*Tasks to carry out*:
1 - In the book review that follows, copy the part that opens with the words containing "Friday 11 April" and closes with "its own waste.", keeping every word and punctuation mark unchanged.
2 - Answer these questions using the book review:
(a) What does Porfiry mix into bowls of honey to deal with the flies?
(b) Which canal does Porfiry's office overlook?
(c) What is the name of Porfiry's assistant?

*Source passage*:
+ + + +

Friday 11 April 2008

A Vengeful Longing by R N Morris

There is a killer on the loose in St Petersburg. Its name is cholera, and its accomplices are poverty, slothful bureaucracy and a sanitation system so inadequate that the city is left to stew in its own waste.

The city stinks: nowhere more so than in the office of investigating magistrate Porfiry Petrovich overlooking the excrement-filled Yekaterininsky Canal. Driven to distraction by the swarms of flies, he resorts to lacing bowls of honey with kvas. Once intoxicated, the flies are at his mercy. Murderers, however, prove harder to snare.

R N Morris has breathed new life into the character created by Dostoyevsky in Crime and Punishment and who deduces - despite a singular lack of evidence - that Raskolnikov is the killer he seeks, then leads him to a voluntary confession.

In this, the second of Morris’s Porfiry novels, change is in the air. Investigating magistrates are newly created, as is trial by jury and, as one who Porfiry investigates says disapprovingly, “this emphasis on evidence”. There are the first rumblings of revolt, too. A revolutionary cell may lurk behind the facade of Ballet, the exclusive chocolatier’s; a bomb explodes in a police station.

Porfiry is an engaging companion. With him we are “drawn into the secret heart of St Petersburg” as he seeks the perpetrator of a series of murders in which each victim appears to be dispatched in a way particularly appropriate to their failings and guilty secrets.

He takes us out of the grand, stone-built half of the city, across the wide Neva and into the lowest dives where the poor huddle in darkened cellars; up to their ankles in raw sewage, waiting to die.

As he closes on his killer, Petrovich realises that the crimes, and conditions in the city where they are committed, cannot be separated. “Everything is connected” he concludes. The filth seeps into even the grandest buildings, spreading its malign influence: “a metaphor for something peculiarly Russian.”

Corruption is everywhere. “Who could sleep at night in the summer in St Petersburg, without first exhausting themselves on the streets, wandering the embankments, pacing squares as wide as the days in search of the promise of a passing scent of danger.”

Of course, the killer must be caught, and Morris’s Porfiry shows all the brilliance and cunning of Dostoyevsky’s, but the sense of a far wider wrong hangs over the portrayal of St Petersburg.

As Porfiry’s assistant Vinrinsky says: “Shall I tell you what is a crime...? That people in this city are dying of the cholera when the cause of the disease has been understood for over 10 years.”

+ + + +

*Records*:
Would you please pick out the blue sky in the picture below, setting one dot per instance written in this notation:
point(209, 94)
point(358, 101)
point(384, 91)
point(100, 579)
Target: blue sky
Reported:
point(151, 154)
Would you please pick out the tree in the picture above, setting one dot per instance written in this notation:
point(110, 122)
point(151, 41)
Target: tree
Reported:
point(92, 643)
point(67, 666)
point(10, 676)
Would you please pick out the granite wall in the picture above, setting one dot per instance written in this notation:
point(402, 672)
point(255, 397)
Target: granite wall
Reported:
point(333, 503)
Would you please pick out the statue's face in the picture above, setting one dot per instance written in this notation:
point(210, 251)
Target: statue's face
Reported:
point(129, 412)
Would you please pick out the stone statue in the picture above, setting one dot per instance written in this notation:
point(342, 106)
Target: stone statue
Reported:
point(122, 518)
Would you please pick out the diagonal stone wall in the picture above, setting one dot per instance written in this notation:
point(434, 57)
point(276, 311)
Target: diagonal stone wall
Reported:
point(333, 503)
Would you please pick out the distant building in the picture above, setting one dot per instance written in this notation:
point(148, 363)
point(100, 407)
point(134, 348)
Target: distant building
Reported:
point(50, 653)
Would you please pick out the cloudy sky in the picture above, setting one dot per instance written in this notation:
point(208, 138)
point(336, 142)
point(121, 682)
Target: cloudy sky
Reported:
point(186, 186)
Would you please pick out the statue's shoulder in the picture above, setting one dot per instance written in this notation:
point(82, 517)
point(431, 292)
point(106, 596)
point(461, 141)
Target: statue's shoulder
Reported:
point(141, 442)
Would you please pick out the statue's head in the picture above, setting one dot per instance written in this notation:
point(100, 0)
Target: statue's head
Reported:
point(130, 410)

+ + + +

*Numbered responses*:
1 -
Friday 11 April 2008

A Vengeful Longing by R N Morris

There is a killer on the loose in St Petersburg. Its name is cholera, and its accomplices are poverty, slothful bureaucracy and a sanitation system so inadequate that the city is left to stew in its own waste.

2 -
(a) Kvas.
(b) The Yekaterininsky Canal.
(c) Vinrinsky.